== Data supplied

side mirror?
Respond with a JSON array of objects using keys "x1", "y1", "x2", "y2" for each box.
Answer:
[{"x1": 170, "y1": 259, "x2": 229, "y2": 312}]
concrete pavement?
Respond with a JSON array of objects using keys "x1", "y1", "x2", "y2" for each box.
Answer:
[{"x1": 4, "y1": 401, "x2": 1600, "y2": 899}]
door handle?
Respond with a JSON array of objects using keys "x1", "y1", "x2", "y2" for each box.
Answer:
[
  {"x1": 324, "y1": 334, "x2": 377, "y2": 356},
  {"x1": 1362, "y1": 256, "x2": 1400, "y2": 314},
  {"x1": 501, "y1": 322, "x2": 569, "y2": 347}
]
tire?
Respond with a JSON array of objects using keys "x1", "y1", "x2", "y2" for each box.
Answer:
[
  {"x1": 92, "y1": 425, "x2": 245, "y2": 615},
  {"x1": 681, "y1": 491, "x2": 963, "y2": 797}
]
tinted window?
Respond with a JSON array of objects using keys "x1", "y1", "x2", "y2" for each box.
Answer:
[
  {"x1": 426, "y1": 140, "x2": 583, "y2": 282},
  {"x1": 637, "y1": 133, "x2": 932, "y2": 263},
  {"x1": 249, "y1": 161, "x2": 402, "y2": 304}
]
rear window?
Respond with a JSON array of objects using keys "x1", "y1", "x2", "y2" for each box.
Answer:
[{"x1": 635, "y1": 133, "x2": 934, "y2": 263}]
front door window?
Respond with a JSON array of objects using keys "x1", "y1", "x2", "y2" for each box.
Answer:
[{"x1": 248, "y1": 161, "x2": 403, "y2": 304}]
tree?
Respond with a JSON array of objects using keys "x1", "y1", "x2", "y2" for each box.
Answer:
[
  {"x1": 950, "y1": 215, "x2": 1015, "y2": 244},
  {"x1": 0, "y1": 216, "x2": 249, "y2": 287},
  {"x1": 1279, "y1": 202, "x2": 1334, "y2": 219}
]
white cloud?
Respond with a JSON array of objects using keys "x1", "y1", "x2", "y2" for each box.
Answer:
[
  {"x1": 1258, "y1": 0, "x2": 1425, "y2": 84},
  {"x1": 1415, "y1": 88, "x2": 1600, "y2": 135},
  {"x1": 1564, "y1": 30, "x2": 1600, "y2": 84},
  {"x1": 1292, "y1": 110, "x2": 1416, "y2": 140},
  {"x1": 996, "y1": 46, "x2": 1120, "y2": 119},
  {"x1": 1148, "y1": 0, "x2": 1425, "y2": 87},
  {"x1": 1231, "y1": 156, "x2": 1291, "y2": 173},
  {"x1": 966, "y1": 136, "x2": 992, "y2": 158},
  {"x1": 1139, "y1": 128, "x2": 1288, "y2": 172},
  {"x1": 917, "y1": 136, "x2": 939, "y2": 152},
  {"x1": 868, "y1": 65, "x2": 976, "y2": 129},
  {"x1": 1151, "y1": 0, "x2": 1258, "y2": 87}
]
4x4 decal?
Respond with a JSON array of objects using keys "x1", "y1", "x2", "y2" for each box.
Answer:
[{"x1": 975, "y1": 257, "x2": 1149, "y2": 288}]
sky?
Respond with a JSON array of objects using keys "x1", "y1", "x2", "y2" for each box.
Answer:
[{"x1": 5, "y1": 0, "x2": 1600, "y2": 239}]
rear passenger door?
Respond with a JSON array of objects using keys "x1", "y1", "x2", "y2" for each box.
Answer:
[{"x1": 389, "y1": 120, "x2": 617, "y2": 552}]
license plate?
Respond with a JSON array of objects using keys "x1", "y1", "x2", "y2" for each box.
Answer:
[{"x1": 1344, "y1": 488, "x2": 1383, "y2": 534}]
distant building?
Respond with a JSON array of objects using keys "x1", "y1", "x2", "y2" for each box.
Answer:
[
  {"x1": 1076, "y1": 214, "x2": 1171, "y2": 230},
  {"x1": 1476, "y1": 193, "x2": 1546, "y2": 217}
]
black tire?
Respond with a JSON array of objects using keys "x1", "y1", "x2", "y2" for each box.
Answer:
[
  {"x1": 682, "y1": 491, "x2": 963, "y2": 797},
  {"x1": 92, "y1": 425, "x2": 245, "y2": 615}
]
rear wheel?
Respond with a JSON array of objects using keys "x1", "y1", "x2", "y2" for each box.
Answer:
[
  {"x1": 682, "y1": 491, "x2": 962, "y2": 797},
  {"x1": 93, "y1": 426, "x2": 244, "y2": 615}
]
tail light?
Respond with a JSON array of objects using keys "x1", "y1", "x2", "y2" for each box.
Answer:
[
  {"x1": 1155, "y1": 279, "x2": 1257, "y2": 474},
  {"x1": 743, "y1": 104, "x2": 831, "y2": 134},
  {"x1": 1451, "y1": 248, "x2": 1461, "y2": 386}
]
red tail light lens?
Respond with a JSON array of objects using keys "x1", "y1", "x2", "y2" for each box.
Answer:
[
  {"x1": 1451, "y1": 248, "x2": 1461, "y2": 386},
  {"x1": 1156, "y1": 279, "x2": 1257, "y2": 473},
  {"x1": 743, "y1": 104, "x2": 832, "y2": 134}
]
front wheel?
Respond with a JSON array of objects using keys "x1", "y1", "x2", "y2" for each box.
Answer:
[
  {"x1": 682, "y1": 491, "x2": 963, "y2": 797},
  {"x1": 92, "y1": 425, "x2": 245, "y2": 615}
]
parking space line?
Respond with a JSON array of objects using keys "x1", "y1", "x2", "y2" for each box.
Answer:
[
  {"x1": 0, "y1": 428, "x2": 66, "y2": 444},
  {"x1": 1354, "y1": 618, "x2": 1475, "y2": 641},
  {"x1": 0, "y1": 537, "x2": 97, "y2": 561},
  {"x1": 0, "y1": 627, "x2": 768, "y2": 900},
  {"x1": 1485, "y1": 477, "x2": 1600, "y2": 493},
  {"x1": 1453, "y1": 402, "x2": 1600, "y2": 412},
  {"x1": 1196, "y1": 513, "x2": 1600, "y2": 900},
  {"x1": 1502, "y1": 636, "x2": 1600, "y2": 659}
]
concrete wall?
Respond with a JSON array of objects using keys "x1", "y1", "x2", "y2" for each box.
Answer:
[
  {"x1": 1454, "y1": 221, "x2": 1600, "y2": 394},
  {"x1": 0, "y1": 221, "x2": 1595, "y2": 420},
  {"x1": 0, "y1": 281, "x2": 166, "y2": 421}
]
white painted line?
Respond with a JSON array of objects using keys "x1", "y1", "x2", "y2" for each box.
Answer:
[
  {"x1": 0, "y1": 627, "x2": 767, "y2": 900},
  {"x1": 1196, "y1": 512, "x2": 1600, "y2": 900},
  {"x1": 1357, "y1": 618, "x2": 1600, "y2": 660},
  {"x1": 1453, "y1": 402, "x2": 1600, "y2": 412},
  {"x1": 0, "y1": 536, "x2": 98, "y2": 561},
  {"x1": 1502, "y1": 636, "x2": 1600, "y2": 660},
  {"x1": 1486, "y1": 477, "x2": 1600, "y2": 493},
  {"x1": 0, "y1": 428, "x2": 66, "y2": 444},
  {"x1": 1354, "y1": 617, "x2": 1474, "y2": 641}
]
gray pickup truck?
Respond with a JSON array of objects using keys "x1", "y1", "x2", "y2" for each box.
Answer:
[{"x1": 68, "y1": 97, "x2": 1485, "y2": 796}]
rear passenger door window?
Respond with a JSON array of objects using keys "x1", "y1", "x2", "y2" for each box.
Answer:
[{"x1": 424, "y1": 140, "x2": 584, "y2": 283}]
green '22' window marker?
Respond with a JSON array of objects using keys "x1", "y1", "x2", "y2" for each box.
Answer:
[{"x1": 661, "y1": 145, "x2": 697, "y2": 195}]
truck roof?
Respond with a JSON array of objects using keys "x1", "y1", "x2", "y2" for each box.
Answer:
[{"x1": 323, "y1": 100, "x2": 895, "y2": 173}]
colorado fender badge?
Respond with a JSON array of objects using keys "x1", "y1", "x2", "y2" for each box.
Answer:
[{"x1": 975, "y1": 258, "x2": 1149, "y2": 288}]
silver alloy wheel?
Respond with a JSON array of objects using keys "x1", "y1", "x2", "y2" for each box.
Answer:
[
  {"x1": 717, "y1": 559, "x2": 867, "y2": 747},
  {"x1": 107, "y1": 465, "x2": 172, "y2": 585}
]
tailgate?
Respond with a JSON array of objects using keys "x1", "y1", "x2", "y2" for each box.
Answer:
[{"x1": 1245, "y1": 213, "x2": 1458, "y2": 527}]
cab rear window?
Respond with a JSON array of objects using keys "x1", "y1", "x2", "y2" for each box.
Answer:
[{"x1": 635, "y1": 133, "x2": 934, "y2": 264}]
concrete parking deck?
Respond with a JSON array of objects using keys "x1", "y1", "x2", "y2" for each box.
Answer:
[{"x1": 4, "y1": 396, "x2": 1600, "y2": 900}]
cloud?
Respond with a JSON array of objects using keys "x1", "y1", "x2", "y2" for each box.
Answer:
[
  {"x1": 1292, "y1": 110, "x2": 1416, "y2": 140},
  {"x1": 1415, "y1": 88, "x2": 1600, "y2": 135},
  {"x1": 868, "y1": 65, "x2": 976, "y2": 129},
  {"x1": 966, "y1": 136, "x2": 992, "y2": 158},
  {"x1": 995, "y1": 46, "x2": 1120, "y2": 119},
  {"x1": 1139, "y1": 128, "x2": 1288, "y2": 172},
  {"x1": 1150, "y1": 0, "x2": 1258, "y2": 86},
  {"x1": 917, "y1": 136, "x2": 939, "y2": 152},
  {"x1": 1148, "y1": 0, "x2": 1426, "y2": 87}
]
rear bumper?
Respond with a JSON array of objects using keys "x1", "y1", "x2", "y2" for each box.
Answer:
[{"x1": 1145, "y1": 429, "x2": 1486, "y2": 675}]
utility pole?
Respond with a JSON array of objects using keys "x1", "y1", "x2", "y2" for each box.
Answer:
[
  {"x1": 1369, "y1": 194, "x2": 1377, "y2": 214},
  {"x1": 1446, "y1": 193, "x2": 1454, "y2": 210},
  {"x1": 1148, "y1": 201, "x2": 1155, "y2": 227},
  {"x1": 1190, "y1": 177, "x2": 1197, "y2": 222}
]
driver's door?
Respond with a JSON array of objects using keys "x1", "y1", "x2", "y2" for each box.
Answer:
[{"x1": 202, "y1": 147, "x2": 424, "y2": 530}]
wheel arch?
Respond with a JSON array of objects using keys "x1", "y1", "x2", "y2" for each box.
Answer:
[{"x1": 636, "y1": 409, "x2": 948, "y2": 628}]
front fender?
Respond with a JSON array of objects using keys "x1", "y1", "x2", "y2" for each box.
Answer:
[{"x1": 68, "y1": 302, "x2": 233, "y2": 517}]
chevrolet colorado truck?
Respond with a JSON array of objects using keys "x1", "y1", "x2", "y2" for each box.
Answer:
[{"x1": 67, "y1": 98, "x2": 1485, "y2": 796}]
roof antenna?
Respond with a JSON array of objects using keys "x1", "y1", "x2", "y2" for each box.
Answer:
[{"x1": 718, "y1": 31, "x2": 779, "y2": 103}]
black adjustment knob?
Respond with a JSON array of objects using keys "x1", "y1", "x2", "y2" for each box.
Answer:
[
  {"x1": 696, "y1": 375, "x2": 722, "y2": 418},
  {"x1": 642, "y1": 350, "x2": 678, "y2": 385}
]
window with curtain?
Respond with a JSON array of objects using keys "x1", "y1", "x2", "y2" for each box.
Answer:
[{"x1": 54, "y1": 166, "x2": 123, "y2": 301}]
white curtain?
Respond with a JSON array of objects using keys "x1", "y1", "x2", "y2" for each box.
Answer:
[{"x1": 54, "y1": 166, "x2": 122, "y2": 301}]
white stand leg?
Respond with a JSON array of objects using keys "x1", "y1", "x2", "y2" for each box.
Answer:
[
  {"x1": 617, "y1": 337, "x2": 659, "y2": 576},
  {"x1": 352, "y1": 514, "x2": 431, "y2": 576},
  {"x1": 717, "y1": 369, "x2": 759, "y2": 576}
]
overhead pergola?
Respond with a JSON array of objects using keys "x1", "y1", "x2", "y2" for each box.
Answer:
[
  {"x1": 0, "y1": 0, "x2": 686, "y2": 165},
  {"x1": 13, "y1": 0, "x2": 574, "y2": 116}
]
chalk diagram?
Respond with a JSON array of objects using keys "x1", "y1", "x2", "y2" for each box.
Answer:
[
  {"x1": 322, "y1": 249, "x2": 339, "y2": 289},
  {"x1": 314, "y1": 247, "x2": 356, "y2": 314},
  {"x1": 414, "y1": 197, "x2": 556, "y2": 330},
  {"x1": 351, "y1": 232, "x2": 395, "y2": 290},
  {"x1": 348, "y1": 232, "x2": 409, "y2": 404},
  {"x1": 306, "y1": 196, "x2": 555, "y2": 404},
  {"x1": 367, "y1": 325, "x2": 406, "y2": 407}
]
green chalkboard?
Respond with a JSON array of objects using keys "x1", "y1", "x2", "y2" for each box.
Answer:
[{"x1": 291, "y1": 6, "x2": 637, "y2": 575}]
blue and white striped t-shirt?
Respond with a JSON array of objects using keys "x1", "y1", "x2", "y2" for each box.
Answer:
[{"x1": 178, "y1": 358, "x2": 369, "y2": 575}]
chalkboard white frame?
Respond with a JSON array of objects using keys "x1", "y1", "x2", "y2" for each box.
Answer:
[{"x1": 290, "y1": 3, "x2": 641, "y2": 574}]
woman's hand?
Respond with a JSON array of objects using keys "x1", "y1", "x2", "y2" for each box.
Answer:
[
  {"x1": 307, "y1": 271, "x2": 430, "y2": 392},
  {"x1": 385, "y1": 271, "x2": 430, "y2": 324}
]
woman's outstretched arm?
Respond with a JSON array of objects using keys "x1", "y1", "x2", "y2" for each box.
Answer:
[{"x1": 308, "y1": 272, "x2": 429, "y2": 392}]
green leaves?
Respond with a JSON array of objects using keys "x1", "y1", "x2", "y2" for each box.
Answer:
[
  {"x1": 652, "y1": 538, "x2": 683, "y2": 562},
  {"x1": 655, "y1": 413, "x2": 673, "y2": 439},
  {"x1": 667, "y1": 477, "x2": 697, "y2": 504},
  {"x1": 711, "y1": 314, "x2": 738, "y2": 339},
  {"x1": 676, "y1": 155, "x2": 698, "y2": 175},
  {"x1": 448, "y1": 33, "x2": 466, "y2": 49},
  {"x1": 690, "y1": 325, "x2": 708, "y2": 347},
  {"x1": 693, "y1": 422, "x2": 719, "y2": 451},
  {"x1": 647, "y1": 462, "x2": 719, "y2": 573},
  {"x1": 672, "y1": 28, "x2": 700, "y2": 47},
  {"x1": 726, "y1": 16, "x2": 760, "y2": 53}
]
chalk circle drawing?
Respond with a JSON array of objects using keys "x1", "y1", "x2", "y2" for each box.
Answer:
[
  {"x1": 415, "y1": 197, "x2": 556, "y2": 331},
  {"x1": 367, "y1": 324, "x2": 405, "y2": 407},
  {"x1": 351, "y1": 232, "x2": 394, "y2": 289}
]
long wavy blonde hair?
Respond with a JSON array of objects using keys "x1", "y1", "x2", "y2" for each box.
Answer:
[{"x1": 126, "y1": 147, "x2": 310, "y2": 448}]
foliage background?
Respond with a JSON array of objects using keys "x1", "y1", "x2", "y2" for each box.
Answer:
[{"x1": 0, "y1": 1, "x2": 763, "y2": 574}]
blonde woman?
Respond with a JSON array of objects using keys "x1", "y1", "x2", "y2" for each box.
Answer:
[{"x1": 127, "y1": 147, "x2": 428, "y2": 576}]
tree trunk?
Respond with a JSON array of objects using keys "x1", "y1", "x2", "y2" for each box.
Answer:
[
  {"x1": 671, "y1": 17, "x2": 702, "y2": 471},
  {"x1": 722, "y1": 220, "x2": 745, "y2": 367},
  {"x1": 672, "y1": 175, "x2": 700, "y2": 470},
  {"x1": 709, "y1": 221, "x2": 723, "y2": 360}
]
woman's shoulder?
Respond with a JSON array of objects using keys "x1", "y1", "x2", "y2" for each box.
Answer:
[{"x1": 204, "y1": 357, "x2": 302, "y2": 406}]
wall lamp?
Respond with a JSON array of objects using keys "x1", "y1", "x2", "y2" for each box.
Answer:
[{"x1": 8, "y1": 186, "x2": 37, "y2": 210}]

====

**Your instructions**:
Every line from the line containing "long wavy blonde hair?" through the line containing "tree trunk?" in the records above must be retyped exactly. Leave out the rest.

**Written reply**:
long wavy blonde hair?
Respond with a JSON array of objects using keys "x1", "y1", "x2", "y2" for each box.
Answer:
[{"x1": 126, "y1": 147, "x2": 310, "y2": 448}]
foliage background?
Respond with a JSON array of objects using keys "x1", "y1", "x2", "y2" for each box.
Answer:
[{"x1": 0, "y1": 1, "x2": 763, "y2": 574}]
blonde woman?
Respond with a JSON array of objects using keys "x1", "y1", "x2", "y2" for each box.
Answer:
[{"x1": 127, "y1": 147, "x2": 428, "y2": 576}]
tree trunk?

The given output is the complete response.